* _Goal of the exercise_
What is needed here is an exact copy of all the records below.
[Data records — start]
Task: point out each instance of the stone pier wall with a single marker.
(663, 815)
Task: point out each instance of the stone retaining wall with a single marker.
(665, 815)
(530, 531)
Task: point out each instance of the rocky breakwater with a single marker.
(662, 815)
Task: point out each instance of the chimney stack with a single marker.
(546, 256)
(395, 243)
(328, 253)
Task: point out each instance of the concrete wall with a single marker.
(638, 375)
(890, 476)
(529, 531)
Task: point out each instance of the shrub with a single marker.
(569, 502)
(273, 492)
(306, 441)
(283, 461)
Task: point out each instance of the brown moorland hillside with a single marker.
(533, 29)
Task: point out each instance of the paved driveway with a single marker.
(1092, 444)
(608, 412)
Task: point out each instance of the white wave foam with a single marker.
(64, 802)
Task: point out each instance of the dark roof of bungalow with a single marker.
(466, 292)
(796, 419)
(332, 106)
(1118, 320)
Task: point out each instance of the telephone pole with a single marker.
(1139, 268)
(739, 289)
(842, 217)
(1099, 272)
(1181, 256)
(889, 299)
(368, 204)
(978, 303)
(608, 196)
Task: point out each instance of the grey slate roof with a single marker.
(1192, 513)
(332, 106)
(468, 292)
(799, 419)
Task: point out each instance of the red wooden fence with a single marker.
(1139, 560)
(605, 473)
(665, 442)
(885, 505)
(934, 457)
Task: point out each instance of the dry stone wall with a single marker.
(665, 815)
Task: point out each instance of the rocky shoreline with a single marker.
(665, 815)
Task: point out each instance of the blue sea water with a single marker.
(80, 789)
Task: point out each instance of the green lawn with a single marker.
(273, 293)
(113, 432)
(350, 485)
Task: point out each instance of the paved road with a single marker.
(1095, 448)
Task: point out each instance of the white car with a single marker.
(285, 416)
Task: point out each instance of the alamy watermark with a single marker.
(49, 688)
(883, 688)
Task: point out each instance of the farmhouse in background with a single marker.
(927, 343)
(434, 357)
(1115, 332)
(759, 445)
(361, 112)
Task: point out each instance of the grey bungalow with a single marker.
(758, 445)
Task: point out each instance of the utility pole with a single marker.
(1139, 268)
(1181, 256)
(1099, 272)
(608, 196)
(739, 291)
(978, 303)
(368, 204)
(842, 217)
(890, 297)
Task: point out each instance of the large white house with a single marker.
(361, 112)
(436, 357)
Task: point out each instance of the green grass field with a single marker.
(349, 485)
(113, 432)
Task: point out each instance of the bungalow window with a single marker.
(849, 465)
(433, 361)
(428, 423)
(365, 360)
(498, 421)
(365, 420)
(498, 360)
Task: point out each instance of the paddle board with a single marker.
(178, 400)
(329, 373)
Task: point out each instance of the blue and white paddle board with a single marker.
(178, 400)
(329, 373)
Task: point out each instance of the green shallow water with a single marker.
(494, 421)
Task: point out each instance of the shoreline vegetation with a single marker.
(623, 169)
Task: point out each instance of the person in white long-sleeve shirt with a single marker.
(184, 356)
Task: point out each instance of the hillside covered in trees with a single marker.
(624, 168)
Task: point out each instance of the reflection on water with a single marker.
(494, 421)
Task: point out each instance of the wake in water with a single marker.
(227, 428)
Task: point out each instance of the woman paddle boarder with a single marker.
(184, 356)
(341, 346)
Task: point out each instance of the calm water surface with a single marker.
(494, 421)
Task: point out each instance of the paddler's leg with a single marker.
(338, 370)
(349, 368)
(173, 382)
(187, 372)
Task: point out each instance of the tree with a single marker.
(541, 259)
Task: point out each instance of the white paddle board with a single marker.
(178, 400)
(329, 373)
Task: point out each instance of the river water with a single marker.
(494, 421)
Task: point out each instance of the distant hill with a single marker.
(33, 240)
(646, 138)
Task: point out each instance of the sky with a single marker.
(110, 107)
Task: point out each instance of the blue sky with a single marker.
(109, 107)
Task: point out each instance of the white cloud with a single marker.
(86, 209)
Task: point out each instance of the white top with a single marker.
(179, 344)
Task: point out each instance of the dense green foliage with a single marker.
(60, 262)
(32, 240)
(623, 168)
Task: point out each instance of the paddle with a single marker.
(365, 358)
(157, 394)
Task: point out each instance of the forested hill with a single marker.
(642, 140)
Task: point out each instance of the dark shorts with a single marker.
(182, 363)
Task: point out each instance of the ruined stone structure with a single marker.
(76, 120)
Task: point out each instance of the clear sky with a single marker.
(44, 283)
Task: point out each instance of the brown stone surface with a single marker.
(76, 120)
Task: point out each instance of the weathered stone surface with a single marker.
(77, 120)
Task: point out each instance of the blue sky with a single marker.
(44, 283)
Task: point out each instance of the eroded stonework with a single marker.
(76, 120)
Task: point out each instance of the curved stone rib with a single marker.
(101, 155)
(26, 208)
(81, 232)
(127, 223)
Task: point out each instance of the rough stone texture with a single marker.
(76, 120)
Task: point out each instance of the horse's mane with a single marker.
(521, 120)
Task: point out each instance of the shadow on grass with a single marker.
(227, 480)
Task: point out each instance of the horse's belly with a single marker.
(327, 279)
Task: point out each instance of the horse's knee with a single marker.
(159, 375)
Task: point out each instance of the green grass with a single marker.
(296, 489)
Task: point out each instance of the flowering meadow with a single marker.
[Data records — finish]
* _Exercise answer_
Task: point out each instance of the stone pier wall with a single marker.
(663, 815)
Task: point out each instance of the stone retaining wall with a single marker.
(665, 815)
(530, 531)
Task: point out each instance of the rocky breakwater with a single marker.
(662, 815)
Task: point out each instance of the chimney stack with a single marker.
(546, 256)
(395, 243)
(328, 253)
Task: point out each instance of the concrete wall with a single marker.
(638, 375)
(890, 476)
(529, 531)
Task: point out each instance of the shrub with a single marker.
(569, 502)
(273, 492)
(306, 441)
(283, 461)
Task: point out each instance of the brown moorland hillside with a single marker.
(533, 29)
Task: point out each instance of the paved driveway with a single marker.
(1092, 444)
(608, 412)
Task: point out each instance of the white wave foam with a single marker.
(64, 802)
Task: point out each instance of the dark roof of bungalow with a single marker.
(466, 292)
(796, 419)
(332, 106)
(1118, 320)
Task: point out each instance of the telephone pole with a single marker.
(1139, 268)
(739, 289)
(842, 217)
(1099, 272)
(1181, 256)
(889, 299)
(368, 204)
(978, 303)
(608, 196)
Task: point out each instance of the grey slate roof with a single marker.
(1192, 513)
(332, 106)
(468, 292)
(799, 419)
Task: point out each instance of the red wooden fence with a single marker.
(1139, 560)
(605, 473)
(665, 442)
(885, 505)
(934, 457)
Task: point out each instance of the dry stone wall with a single marker.
(665, 815)
Task: point out each instance of the rocky shoreline with a single marker.
(665, 815)
Task: point out each instance of the blue sea water with a single marker.
(80, 789)
Task: point out each instance of the green lawn with a single marker.
(273, 293)
(113, 432)
(350, 485)
Task: point out each instance of the paved road with a single marker.
(1095, 448)
Task: point out each instance of the white car with a single marker.
(285, 416)
Task: point out each instance of the alamy watermark with a single marker.
(49, 688)
(883, 688)
Task: point out each instance of the farmhouse in background with a single marker.
(927, 343)
(434, 357)
(1115, 332)
(759, 445)
(361, 112)
Task: point out each instance of the grey bungalow with a single marker.
(758, 445)
Task: point out each instance of the utility pole with a single marker.
(1139, 268)
(1181, 256)
(1099, 272)
(608, 196)
(739, 291)
(978, 303)
(368, 204)
(842, 217)
(890, 297)
Task: point out each instance of the large white house with a single marker.
(361, 112)
(436, 357)
Task: point out each instance of the green grass field with a single marker.
(349, 485)
(113, 432)
Task: point out each instance of the bungalow window with a single marker.
(849, 465)
(433, 361)
(428, 423)
(365, 360)
(498, 421)
(365, 420)
(498, 360)
Task: point out each instance of the paddle board with a single marker.
(178, 400)
(329, 373)
Task: point out each instance of the blue and white paddle board with a single marker.
(178, 400)
(329, 373)
Task: point out each instance of the green shallow water with a single marker.
(494, 421)
Task: point out each instance of the shoreline vegetation with a single marker.
(623, 169)
Task: point out each instance of the person in white long-sleeve shirt with a single marker.
(184, 356)
Task: point out each instance of the hillside covered in trees with a single marker.
(624, 168)
Task: point out each instance of the reflection on water with a single marker.
(494, 421)
Task: point out each instance of the wake in water with a single marker.
(227, 428)
Task: point out each instance of the woman paddle boarder with a single marker.
(184, 356)
(341, 346)
Task: point out each instance of the calm water surface with a single marker.
(494, 421)
Task: point out each instance of the paddler's leg with a single marker.
(338, 370)
(349, 368)
(173, 382)
(187, 372)
Task: point out each instance of the tree with a single marker.
(541, 259)
Task: point out each instance of the white paddle board with a single marker.
(178, 400)
(329, 373)
Task: point out each instance of the river water with a single marker.
(494, 421)
Task: point out each instance of the distant hill with a single marker.
(33, 240)
(646, 138)
Task: point out each instance of the sky with a single marker.
(110, 107)
Task: point out each instance of the blue sky with a single marker.
(109, 107)
Task: point out each instance of the white cloud with a single marker.
(86, 209)
Task: point out each instance of the white top with a single marker.
(179, 344)
Task: point out each instance of the dense green foliage with a single marker.
(60, 262)
(32, 240)
(623, 168)
Task: point out each instance of the paddle with a single marker.
(365, 358)
(157, 394)
Task: point out each instance of the forested hill with a single marker.
(642, 140)
Task: point out each instance of the dark shorts with a single marker.
(182, 363)
Task: point out each instance of the ruined stone structure with a single marker.
(76, 120)
Task: point out each instance of the clear sky with a single marker.
(44, 283)
Task: point out each instance of the brown stone surface with a single marker.
(76, 120)
Task: point out each instance of the weathered stone surface with a single marker.
(77, 120)
Task: point out each instance of the blue sky with a single marker.
(44, 283)
Task: point out each instance of the eroded stonework with a single marker.
(76, 120)
Task: point out each instance of the curved stone rib with a single marker.
(101, 155)
(26, 208)
(81, 232)
(127, 223)
Task: point out each instance of the rough stone texture with a single marker.
(76, 120)
Task: point out each instance of the horse's mane with a single marker.
(521, 120)
Task: point out each instance of the shadow on grass with a single marker.
(227, 480)
Task: point out each instance of the horse's belly with a single marker.
(327, 279)
Task: point out each instance of the horse's knee with a single marker.
(159, 375)
Task: point out each instance of the green grass with a single marker.
(296, 489)
Task: point out each instance of the flowering meadow with a single marker.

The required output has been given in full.